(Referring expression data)
++++++++++
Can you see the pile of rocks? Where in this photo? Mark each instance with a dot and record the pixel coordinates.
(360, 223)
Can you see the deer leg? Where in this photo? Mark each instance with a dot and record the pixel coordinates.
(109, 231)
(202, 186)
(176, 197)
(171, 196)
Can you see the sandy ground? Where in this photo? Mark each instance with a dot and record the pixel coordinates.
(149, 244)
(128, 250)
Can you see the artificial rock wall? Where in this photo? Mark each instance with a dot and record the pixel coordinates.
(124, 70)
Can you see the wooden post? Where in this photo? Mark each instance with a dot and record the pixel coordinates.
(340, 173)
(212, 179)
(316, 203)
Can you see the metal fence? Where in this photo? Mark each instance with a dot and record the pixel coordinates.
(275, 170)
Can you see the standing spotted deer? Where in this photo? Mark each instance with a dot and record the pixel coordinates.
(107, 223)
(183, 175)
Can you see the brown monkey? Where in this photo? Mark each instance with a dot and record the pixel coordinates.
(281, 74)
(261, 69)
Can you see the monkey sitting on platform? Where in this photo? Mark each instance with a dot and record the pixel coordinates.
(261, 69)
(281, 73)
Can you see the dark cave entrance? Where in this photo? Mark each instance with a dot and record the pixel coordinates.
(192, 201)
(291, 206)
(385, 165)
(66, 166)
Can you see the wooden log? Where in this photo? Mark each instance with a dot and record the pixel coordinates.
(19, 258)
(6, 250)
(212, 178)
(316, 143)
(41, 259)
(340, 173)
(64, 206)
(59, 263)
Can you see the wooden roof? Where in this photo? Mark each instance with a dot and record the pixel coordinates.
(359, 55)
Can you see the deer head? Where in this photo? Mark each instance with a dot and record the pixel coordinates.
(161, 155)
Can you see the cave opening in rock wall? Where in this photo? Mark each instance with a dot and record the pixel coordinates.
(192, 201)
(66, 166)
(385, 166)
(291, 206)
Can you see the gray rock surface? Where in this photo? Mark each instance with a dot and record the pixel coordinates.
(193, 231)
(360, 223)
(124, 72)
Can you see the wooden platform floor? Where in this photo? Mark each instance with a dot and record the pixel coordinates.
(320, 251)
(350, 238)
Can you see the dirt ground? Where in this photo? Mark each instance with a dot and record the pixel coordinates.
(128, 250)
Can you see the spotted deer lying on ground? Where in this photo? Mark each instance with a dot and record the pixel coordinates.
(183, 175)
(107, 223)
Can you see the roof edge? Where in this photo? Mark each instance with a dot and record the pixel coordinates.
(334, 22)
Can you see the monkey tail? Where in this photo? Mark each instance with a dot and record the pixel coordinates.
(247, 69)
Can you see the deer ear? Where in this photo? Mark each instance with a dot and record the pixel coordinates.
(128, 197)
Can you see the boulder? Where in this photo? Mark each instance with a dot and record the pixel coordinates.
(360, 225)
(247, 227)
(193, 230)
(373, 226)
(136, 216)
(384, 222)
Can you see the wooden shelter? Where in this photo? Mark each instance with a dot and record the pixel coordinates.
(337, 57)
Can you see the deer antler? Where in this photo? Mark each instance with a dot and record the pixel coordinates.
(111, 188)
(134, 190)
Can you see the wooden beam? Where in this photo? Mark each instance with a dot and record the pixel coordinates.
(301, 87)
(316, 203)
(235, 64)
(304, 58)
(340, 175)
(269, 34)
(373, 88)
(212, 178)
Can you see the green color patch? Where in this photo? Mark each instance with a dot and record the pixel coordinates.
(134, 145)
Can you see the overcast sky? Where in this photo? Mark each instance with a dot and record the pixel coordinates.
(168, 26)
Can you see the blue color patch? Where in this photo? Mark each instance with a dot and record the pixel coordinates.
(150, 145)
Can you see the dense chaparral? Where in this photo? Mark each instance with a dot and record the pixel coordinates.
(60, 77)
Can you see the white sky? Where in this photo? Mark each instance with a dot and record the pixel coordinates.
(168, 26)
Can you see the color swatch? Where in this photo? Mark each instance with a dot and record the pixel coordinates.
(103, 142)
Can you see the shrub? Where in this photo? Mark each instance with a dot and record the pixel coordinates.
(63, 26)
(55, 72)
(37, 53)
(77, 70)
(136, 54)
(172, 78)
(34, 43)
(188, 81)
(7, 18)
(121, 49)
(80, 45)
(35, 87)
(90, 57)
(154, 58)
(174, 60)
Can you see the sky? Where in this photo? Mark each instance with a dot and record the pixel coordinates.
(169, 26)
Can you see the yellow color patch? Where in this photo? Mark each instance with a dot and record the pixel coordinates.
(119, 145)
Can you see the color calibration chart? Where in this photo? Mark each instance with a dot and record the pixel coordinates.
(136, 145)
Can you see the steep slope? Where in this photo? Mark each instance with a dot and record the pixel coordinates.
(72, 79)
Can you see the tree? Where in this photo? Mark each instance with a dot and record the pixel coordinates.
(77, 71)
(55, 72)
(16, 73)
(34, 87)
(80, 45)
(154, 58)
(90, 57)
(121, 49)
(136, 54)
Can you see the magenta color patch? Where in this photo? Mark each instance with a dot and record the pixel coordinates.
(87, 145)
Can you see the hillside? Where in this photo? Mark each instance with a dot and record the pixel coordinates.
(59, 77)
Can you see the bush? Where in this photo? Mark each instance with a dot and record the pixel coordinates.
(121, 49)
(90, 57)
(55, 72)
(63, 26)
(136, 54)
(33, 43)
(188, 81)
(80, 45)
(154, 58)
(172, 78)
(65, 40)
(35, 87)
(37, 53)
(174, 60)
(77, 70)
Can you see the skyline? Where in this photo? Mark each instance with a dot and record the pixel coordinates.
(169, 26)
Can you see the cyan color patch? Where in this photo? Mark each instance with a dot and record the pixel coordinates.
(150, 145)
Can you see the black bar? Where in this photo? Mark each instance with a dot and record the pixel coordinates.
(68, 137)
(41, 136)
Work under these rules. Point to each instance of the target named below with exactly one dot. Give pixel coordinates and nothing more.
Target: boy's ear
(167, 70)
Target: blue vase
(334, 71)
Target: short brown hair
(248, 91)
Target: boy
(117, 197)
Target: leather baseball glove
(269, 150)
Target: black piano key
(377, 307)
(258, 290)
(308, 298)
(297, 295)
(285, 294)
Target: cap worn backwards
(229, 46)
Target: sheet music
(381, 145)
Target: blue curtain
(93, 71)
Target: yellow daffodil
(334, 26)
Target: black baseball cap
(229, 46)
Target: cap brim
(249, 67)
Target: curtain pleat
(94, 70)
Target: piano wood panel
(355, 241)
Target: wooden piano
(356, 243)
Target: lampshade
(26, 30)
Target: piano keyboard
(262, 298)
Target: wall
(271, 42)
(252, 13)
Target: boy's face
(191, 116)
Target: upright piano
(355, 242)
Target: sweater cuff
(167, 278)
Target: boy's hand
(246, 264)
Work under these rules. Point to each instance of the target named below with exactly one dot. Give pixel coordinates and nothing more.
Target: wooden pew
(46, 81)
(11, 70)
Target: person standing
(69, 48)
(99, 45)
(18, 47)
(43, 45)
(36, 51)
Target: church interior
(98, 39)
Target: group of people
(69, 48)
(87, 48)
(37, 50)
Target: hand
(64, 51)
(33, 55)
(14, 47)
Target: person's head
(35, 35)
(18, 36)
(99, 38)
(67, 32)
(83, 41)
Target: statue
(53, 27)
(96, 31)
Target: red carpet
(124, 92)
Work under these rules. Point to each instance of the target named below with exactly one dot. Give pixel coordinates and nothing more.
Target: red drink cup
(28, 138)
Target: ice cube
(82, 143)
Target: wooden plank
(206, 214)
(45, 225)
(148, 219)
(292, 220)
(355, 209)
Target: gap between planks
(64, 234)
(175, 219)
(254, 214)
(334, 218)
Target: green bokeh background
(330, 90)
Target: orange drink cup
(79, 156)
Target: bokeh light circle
++++++++++
• Task objective: Return each line above precisely as written.

• Exercise response:
Can you see the pile of rocks? Where in this photo? Mark each instance with a dot and record the pixel coordinates.
(360, 223)
Can you see the deer leg? Where in this photo? Mark each instance with a dot and record the pixel coordinates.
(109, 231)
(202, 186)
(176, 197)
(171, 196)
Can you see the sandy ground? Where in this photo? Mark each instance with a dot and record the pixel coordinates.
(149, 244)
(128, 250)
Can you see the artificial rock wall? Where in this photo? Mark each instance with a dot and record the pixel coordinates.
(124, 70)
Can you see the wooden post? Where in this photo? Mark each instance with a dot and record the pixel coordinates.
(340, 173)
(212, 179)
(316, 203)
Can you see the metal fence? Where in this photo? Mark each instance with a dot and record the pixel coordinates.
(275, 170)
Can you see the standing spotted deer? Where in this photo? Mark each instance with a dot and record the pixel coordinates.
(107, 223)
(183, 175)
Can you see the brown monkey? Where in this photo? Mark each instance with a dot and record the pixel coordinates.
(281, 74)
(261, 69)
Can you see the monkey sitting on platform? Where in this photo? Mark each instance with a dot and record the pixel coordinates.
(261, 69)
(281, 73)
Can you see the dark cave entrance? Where in this photo? Mark each instance with a dot and record the pixel coordinates.
(192, 201)
(291, 206)
(385, 165)
(66, 166)
Can you see the wooden log? Where in this photo? Mark each instance with a dot and record the pixel coordinates.
(19, 258)
(6, 250)
(212, 178)
(316, 143)
(41, 259)
(340, 173)
(64, 206)
(59, 263)
Can you see the wooden roof? Where in this photo? Mark each instance with a dot and record the pixel coordinates.
(359, 55)
Can you see the deer head? Where in this photo? Mark each instance with a dot and record the pixel coordinates.
(161, 155)
Can you see the cave opening in rock wall? Where in this photo? Mark each instance with a dot and record the pixel coordinates.
(192, 201)
(66, 166)
(385, 166)
(291, 206)
Can you see the gray rock surface? Where in this photo? Mark each instance with a dot and record the pixel coordinates.
(193, 231)
(360, 223)
(124, 72)
Can you see the wooden platform floor? Where in this photo? Mark each instance with a dot and record the pixel coordinates.
(320, 251)
(350, 238)
Can you see the dirt ground? Where in this photo? Mark each instance with a dot and record the pixel coordinates.
(128, 250)
Can you see the spotted deer lying on ground? Where in this photo? Mark each instance with a dot and record the pixel coordinates.
(183, 175)
(107, 223)
Can you see the roof edge? Where in this photo? Mark each instance with a dot and record the pixel coordinates.
(334, 22)
Can you see the monkey tail? Where in this photo? Mark each instance with a dot and record the pixel coordinates.
(247, 69)
Can you see the deer ear? Where in this photo? Mark each instance with a dot and record the pixel coordinates.
(128, 197)
Can you see the boulder? Where in this photo? Mark each instance with a dot and record the pixel coordinates.
(360, 225)
(247, 227)
(193, 230)
(373, 226)
(136, 216)
(384, 222)
Can you see the wooden shelter? Where in this photo? Mark each instance with a dot and record the pixel coordinates.
(337, 57)
Can you see the deer antler? Where in this photo? Mark each instance with a dot and record the pixel coordinates.
(111, 188)
(134, 190)
Can you see the wooden beam? Where in this photo? Mark each instance with a dot and record the pixel coordinates.
(301, 87)
(316, 203)
(235, 64)
(304, 58)
(340, 175)
(269, 34)
(373, 88)
(212, 178)
Can you see the green color patch? Where in this photo? Mark each instance with a dot and record the pixel coordinates.
(134, 145)
Can you see the overcast sky? Where in this photo? Mark each instance with a dot and record the pixel coordinates.
(168, 26)
Can you see the blue color patch? Where in this photo? Mark each instance with a dot and record the pixel coordinates.
(150, 145)
Can you see the dense chaparral? Where in this photo? Mark each instance with a dot and record the pixel coordinates.
(60, 77)
Can you see the white sky? Where in this photo? Mark each instance with a dot and record the pixel coordinates.
(168, 26)
Can you see the color swatch? Where in this photo? Mark each instance with a dot and record the pixel coordinates.
(103, 142)
Can you see the shrub? Where in this photo? Mark each instance with a dot and record the pixel coordinates.
(63, 26)
(55, 72)
(37, 53)
(77, 70)
(136, 54)
(172, 78)
(34, 43)
(188, 81)
(7, 18)
(121, 49)
(80, 45)
(35, 87)
(90, 57)
(154, 58)
(174, 60)
Can you see the sky? Where in this photo? Mark each instance with a dot and record the pixel coordinates.
(169, 26)
Can you see the yellow color patch? Where in this photo? Mark each instance with a dot and record the pixel coordinates.
(119, 145)
Can you see the color calibration chart? Where in this photo? Mark each instance with a dot and record the pixel coordinates.
(136, 145)
Can you see the steep slope? Where in this photo? Mark each instance with a dot and record the pixel coordinates.
(72, 79)
Can you see the tree? Where in this photo? Mark each instance with a dot and record the pixel coordinates.
(77, 71)
(55, 72)
(16, 73)
(34, 87)
(80, 45)
(154, 58)
(90, 57)
(121, 49)
(136, 54)
Can you see the magenta color patch? Where in this photo? Mark each instance with a dot and record the pixel coordinates.
(87, 145)
Can you see the hillside? Where in this photo? Mark each instance with a dot and record the pixel coordinates.
(59, 77)
Can you see the bush? Where in this photo? Mark each instance with a dot and record the pixel coordinates.
(121, 49)
(90, 57)
(55, 72)
(63, 26)
(136, 54)
(33, 43)
(188, 81)
(80, 45)
(154, 58)
(172, 78)
(65, 40)
(35, 87)
(37, 53)
(174, 60)
(77, 70)
Can you see the skyline? Where in this photo? Mark each instance with a dot and record the pixel coordinates.
(169, 26)
Can you see the cyan color patch? Where in this photo? Mark each instance with a dot and record the pixel coordinates.
(150, 145)
Can you see the black bar? Where in this photo? Mark each instance with a dot and record the pixel coordinates.
(68, 137)
(41, 136)
Work under these rules. Point to each instance of the target named below with exactly one dot. Give pixel coordinates and nothing more.
Target: boy's ear
(167, 70)
Target: blue vase
(334, 71)
Target: short brown hair
(248, 91)
Target: boy
(117, 197)
Target: leather baseball glove
(269, 150)
Target: black piano key
(377, 307)
(258, 290)
(308, 298)
(297, 295)
(285, 294)
Target: cap worn backwards
(229, 46)
Target: sheet music
(381, 145)
Target: blue curtain
(93, 71)
Target: yellow daffodil
(334, 26)
Target: black baseball cap
(229, 46)
Target: cap brim
(249, 67)
Target: curtain pleat
(94, 70)
Target: piano wood panel
(355, 241)
Target: wooden piano
(356, 243)
Target: lampshade
(26, 30)
Target: piano keyboard
(262, 298)
Target: wall
(271, 42)
(252, 13)
Target: boy's face
(191, 116)
Target: upright piano
(355, 242)
Target: sweater cuff
(167, 278)
Target: boy's hand
(246, 264)
Work under these rules. Point to each instance of the target named below with exactly one dot. Give pixel coordinates and nothing more.
Target: wooden pew
(46, 81)
(11, 70)
Target: person standing
(69, 48)
(99, 45)
(18, 47)
(43, 45)
(36, 51)
Target: church interior
(98, 39)
Target: group of people
(69, 48)
(87, 48)
(37, 50)
Target: hand
(64, 51)
(33, 55)
(14, 47)
Target: person's head
(35, 35)
(18, 36)
(99, 38)
(67, 32)
(83, 41)
Target: statue
(53, 27)
(96, 31)
Target: red carpet
(124, 92)
Work under these rules. Point to each instance of the target named below with exactly one dot. Give pixel coordinates and nothing more.
Target: red drink cup
(28, 138)
Target: ice cube
(82, 143)
Target: wooden plank
(206, 214)
(45, 225)
(148, 219)
(292, 220)
(355, 209)
Target: gap between planks
(64, 234)
(175, 219)
(254, 214)
(334, 218)
Target: green bokeh background
(330, 90)
Target: orange drink cup
(79, 156)
Target: bokeh light circle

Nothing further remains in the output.